Task instructions = Please make sure what you return matches the listing below exactly, minus its pictures.

Record set =
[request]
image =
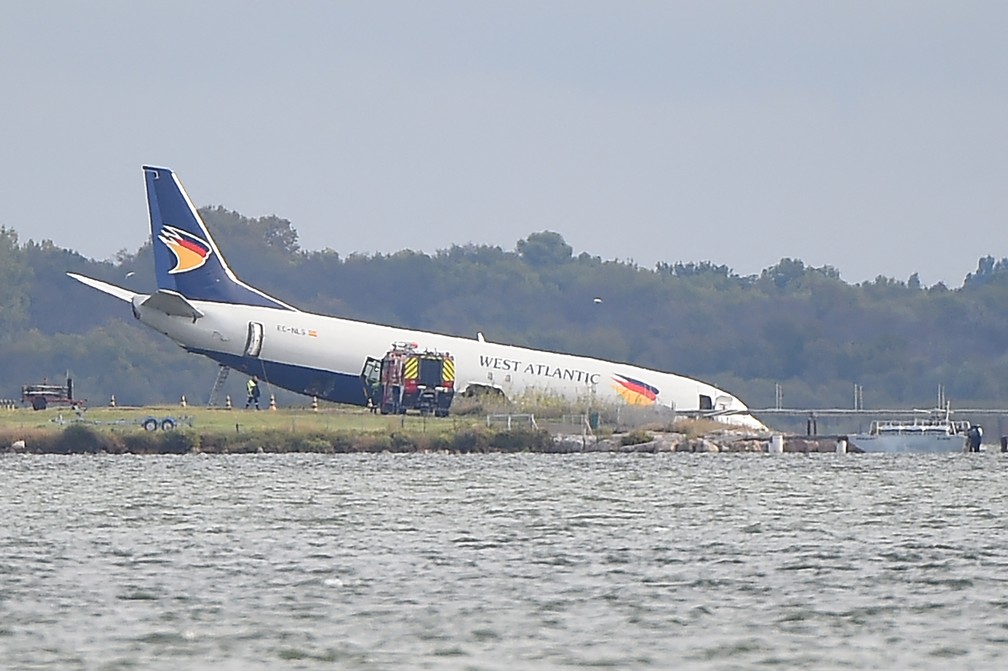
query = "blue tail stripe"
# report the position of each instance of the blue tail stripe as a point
(186, 259)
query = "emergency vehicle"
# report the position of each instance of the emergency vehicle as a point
(409, 379)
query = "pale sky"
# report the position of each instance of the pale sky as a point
(869, 136)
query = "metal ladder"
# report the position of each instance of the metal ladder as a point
(222, 377)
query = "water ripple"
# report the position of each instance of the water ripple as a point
(496, 561)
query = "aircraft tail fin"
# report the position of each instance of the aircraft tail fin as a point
(186, 260)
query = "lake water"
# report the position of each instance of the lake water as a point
(504, 561)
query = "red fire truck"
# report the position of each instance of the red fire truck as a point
(409, 379)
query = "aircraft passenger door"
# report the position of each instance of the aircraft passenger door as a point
(253, 344)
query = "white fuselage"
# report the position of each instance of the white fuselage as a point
(341, 347)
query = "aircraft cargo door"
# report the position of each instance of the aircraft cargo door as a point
(253, 344)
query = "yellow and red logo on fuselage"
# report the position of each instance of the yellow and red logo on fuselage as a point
(191, 252)
(635, 392)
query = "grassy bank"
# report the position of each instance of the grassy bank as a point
(120, 430)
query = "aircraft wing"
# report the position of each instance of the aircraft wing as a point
(163, 300)
(173, 303)
(105, 287)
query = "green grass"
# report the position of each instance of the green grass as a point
(214, 420)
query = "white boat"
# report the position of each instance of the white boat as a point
(936, 432)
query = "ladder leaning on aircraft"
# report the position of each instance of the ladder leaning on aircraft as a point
(207, 309)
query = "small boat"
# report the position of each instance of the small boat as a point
(936, 432)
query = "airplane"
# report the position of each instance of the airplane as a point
(202, 305)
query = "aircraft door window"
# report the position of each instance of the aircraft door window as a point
(253, 344)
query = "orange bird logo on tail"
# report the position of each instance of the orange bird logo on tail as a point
(191, 252)
(635, 392)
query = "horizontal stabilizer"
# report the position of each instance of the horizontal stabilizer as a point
(111, 289)
(172, 303)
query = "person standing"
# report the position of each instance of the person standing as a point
(252, 387)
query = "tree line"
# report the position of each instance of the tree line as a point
(794, 325)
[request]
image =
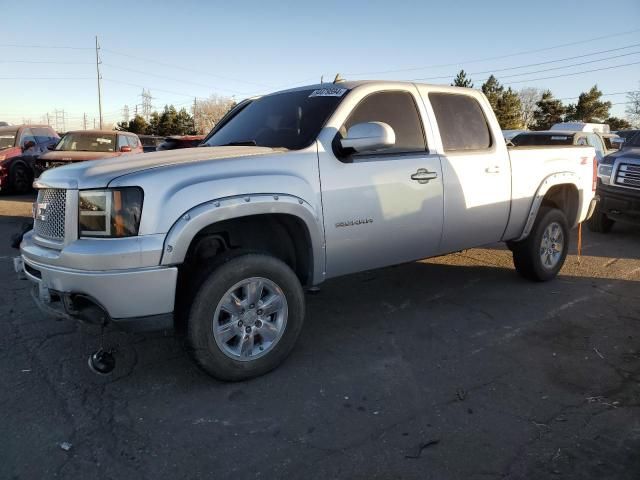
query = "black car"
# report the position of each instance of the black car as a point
(20, 146)
(618, 188)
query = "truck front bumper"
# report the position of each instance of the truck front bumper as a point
(619, 204)
(135, 298)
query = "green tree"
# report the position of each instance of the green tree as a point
(462, 80)
(616, 123)
(493, 90)
(590, 108)
(136, 125)
(509, 110)
(550, 110)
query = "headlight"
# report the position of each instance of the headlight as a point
(110, 213)
(604, 172)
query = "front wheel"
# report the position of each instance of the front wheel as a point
(246, 317)
(541, 255)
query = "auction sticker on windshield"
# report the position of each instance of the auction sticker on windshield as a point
(328, 92)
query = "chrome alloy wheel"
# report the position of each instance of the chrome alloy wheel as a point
(552, 246)
(250, 319)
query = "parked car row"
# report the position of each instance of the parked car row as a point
(26, 151)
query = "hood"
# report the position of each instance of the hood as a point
(98, 174)
(73, 156)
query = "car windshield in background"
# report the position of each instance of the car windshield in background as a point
(528, 140)
(86, 142)
(290, 120)
(7, 139)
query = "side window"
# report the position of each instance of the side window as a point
(122, 141)
(595, 142)
(43, 135)
(461, 121)
(399, 111)
(27, 136)
(133, 142)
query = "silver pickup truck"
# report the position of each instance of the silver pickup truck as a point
(292, 189)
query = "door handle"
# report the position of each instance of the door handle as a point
(423, 175)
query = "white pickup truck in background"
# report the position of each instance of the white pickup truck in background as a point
(289, 190)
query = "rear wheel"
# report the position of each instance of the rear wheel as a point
(20, 179)
(599, 222)
(246, 317)
(541, 255)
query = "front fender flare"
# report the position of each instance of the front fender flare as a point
(560, 178)
(193, 221)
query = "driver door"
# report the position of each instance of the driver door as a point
(375, 213)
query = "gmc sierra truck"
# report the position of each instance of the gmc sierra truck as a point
(291, 189)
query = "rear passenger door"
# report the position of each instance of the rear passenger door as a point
(476, 172)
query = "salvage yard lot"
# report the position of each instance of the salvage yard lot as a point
(449, 368)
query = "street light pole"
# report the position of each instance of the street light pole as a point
(99, 77)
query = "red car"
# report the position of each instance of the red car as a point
(20, 146)
(83, 145)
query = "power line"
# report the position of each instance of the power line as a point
(540, 63)
(499, 57)
(15, 45)
(575, 73)
(180, 67)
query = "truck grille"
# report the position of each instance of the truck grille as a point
(49, 213)
(628, 175)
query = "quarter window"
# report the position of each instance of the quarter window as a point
(461, 122)
(399, 111)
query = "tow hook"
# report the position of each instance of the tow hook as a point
(102, 362)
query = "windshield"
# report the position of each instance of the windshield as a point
(290, 120)
(8, 139)
(87, 142)
(529, 140)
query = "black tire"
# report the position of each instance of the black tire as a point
(527, 253)
(203, 346)
(599, 222)
(20, 179)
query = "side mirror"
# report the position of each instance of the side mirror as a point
(369, 137)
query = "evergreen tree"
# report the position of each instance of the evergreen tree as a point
(550, 110)
(616, 123)
(509, 110)
(590, 108)
(493, 90)
(462, 80)
(136, 125)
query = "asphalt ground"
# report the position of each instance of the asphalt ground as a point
(450, 368)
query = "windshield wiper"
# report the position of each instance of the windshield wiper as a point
(243, 143)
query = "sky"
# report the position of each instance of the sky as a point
(194, 49)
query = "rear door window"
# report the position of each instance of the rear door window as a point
(399, 111)
(461, 122)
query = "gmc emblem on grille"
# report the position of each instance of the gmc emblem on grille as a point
(40, 211)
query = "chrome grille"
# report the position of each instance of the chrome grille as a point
(628, 175)
(49, 213)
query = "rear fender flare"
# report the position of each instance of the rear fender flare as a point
(560, 178)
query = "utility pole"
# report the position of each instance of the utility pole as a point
(195, 123)
(99, 77)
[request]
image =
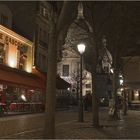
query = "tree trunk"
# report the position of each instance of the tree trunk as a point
(95, 102)
(115, 87)
(49, 130)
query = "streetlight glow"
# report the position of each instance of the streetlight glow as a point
(81, 48)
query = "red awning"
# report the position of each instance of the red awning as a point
(62, 84)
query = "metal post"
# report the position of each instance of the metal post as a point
(81, 96)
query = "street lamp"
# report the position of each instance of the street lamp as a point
(81, 48)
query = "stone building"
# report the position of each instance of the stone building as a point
(31, 19)
(69, 68)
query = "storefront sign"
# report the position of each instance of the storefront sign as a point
(7, 39)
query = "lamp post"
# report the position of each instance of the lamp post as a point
(81, 48)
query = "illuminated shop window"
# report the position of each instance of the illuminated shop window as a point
(2, 53)
(22, 57)
(17, 100)
(43, 11)
(4, 20)
(88, 85)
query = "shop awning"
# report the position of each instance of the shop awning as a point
(61, 84)
(23, 79)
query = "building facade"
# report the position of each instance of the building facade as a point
(69, 68)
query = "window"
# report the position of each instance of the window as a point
(17, 100)
(42, 61)
(88, 91)
(22, 57)
(88, 85)
(44, 11)
(65, 70)
(4, 20)
(2, 53)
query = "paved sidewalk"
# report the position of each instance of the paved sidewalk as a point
(127, 128)
(67, 126)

Answer space =
[request]
image =
query = "blue tail stripe"
# report the position of each instance of the blue tail stripe as a point
(186, 259)
query = "emergency vehicle"
# report the position of each instance of the emergency vehicle as a point
(409, 379)
query = "pale sky"
# report the position of each instance of the pale sky as a point
(869, 136)
query = "metal ladder"
# report the position of each instance of the metal ladder as a point
(222, 377)
query = "water ripple"
# report the position of each instance of the water ripple as a point
(496, 561)
query = "aircraft tail fin"
# report the position of each instance of the aircraft tail fin as a point
(186, 260)
query = "lake water"
# report the position of each instance of the lake water as a point
(504, 561)
query = "red fire truck"
# report the position of each instance of the red fire truck as a point
(409, 379)
query = "aircraft passenger door"
# report the position of each instance of the aircraft passenger door as a point
(253, 344)
query = "white fuselage"
# report the position of each instance of the white fuselage as a point
(341, 347)
query = "aircraft cargo door"
# report the position of each instance of the aircraft cargo door as a point
(253, 344)
query = "yellow and red logo on fuselage"
# report the position of each instance of the yellow and red logo on fuselage as a point
(191, 252)
(635, 392)
query = "grassy bank"
# report the position of each instance of the grassy bank as a point
(120, 430)
query = "aircraft wing"
# report the position of each instance of the aircraft wing as a point
(163, 300)
(173, 303)
(105, 287)
query = "green grass"
# report the position of each instance of the green grass as a point
(214, 420)
query = "white boat"
# report the position of each instance of the white boat as a point
(936, 432)
query = "ladder leaning on aircraft"
# report the position of each instance of the ladder leaning on aircraft as a point
(207, 309)
query = "small boat"
# report the position of each instance of the small boat as a point
(936, 432)
query = "airplane"
# report the position of each instance of the airplane as a point
(202, 305)
query = "aircraft door window"
# report the position of each instance of the aircraft door window as a point
(253, 344)
query = "orange bird logo on tail"
# report the position of each instance of the orange bird logo on tail as a point
(191, 252)
(635, 392)
query = "horizontal stabilizer"
# report the position of each instance of the horizontal stabilizer as a point
(111, 289)
(172, 303)
query = "person standing"
# report the position of each instance of the person standing as a point
(252, 387)
query = "tree line"
# report the position of each instance of the tree line as a point
(794, 325)
[request]
image =
query = "black car"
# report the position of each instance of the black car as a point
(20, 146)
(618, 188)
query = "truck front bumper"
# report the position of each instance of the truck front bumper as a point
(619, 204)
(135, 298)
query = "green tree"
# report the position of each instance of the green tree as a point
(462, 80)
(616, 123)
(493, 90)
(590, 108)
(136, 125)
(509, 110)
(550, 110)
query = "headlight"
# report the position of each instance of the headlight as a point
(110, 213)
(604, 172)
query = "front wheel"
# report the position of each instance of the front wheel as a point
(246, 317)
(541, 255)
query = "auction sticker on windshield"
# report the position of each instance of the auction sticker on windshield as a point
(328, 92)
query = "chrome alloy wheel"
# report the position of each instance of the chrome alloy wheel as a point
(552, 246)
(250, 319)
query = "parked car row"
# report the position of each instance of the parked car row as a point
(26, 151)
query = "hood"
# report the position of each instance of the hood as a point
(98, 174)
(73, 156)
query = "car windshield in background"
# report the position of each instance of the car windshield in background as a point
(528, 140)
(86, 142)
(290, 120)
(7, 139)
query = "side window"
# report the position of each instance of the side window as a point
(122, 141)
(595, 142)
(43, 135)
(461, 121)
(399, 111)
(27, 136)
(133, 142)
query = "silver pickup truck"
# report the position of each instance of the silver pickup truck as a point
(292, 189)
query = "door handle"
# report the position of each instance of the door handle as a point
(423, 175)
query = "white pickup truck in background"
# report the position of each instance of the white pickup truck in background as a point
(289, 190)
query = "rear wheel"
# report the position of each instance of the rear wheel as a point
(20, 179)
(599, 222)
(246, 317)
(541, 255)
query = "front fender flare"
# report the position of each instance of the front fender flare as a point
(560, 178)
(193, 221)
query = "driver door"
# report the position of each instance of the driver door as a point
(375, 213)
query = "gmc sierra truck"
# report the position of each instance of the gmc sierra truck as a point
(291, 189)
query = "rear passenger door"
# report the position of each instance of the rear passenger door as a point
(476, 172)
query = "salvage yard lot"
# report the position of each instance of the salvage yard lot as a point
(449, 368)
query = "street light pole"
# report the position of each instance of the street light pole as a point
(99, 77)
query = "red car"
# report the position of each instance of the red car as a point
(20, 146)
(83, 145)
query = "power line"
# report the position of each instance of the power line as a point
(540, 63)
(499, 57)
(15, 45)
(575, 73)
(180, 67)
query = "truck grille"
# report the position of each instance of the truck grille as a point
(49, 213)
(628, 175)
query = "quarter window"
# report the position of each instance of the quarter window as a point
(461, 122)
(399, 111)
query = "tow hook"
# report the position of each instance of the tow hook as a point
(102, 362)
query = "windshield"
# report the position of each instance of the windshield as a point
(290, 120)
(8, 139)
(87, 142)
(529, 140)
query = "black tire"
# report the position of each instance of the black tire as a point
(527, 253)
(203, 346)
(599, 222)
(20, 179)
query = "side mirror"
# report the position of each instance of the side mirror as a point
(369, 137)
query = "evergreen tree"
# report the position of each instance of the evergreen tree as a point
(550, 110)
(616, 123)
(509, 110)
(590, 108)
(493, 90)
(462, 80)
(136, 125)
query = "asphalt ground"
# report the position of each instance of the asphalt ground as a point
(450, 368)
query = "windshield wiper"
# report the position of each instance of the windshield wiper as a point
(243, 143)
query = "sky"
# report the position of each instance of the sky as a point
(194, 49)
query = "rear door window"
# report the position of each instance of the rear door window as a point
(399, 111)
(461, 122)
query = "gmc emblem on grille"
# report the position of each instance of the gmc emblem on grille as a point
(40, 211)
query = "chrome grille"
# report the position of each instance of the chrome grille as a point
(628, 175)
(49, 213)
query = "rear fender flare"
# report the position of each instance of the rear fender flare as a point
(560, 178)
query = "utility pole"
# report the position of each instance of the utility pole as a point
(195, 123)
(99, 77)
[request]
image =
query = "tree trunk"
# report the position of each instance of the tree trunk as a point
(95, 102)
(115, 87)
(49, 130)
query = "streetlight glow"
# report the position of each instance of the streetlight glow as a point
(81, 48)
query = "red awning"
# report the position of each instance of the red awning as a point
(62, 84)
query = "metal post"
# report the position of each instance of the metal post as a point
(81, 96)
query = "street lamp"
# report the position of each instance of the street lamp as a point
(81, 48)
query = "stone building"
# report the position of each instance of the stone building as a point
(31, 19)
(69, 68)
query = "storefront sign"
# report the position of each instance of the storefront sign as a point
(7, 39)
query = "lamp post"
# report the position of each instance of the lamp post as a point
(81, 48)
query = "illuminated shop window"
# report the position of each instance of the illuminated shop window as a point
(2, 53)
(22, 57)
(17, 100)
(43, 11)
(4, 20)
(88, 85)
query = "shop awning"
# report the position of each instance of the shop awning as a point
(61, 84)
(23, 79)
query = "building facade"
# report the position of each instance of the building facade as a point
(69, 68)
query = "window"
# report the position of each instance of the window as a point
(17, 100)
(42, 61)
(88, 91)
(22, 57)
(88, 85)
(44, 11)
(65, 70)
(4, 20)
(2, 53)
query = "paved sidewalk"
# report the position of each instance of the paved sidewalk as a point
(127, 128)
(67, 126)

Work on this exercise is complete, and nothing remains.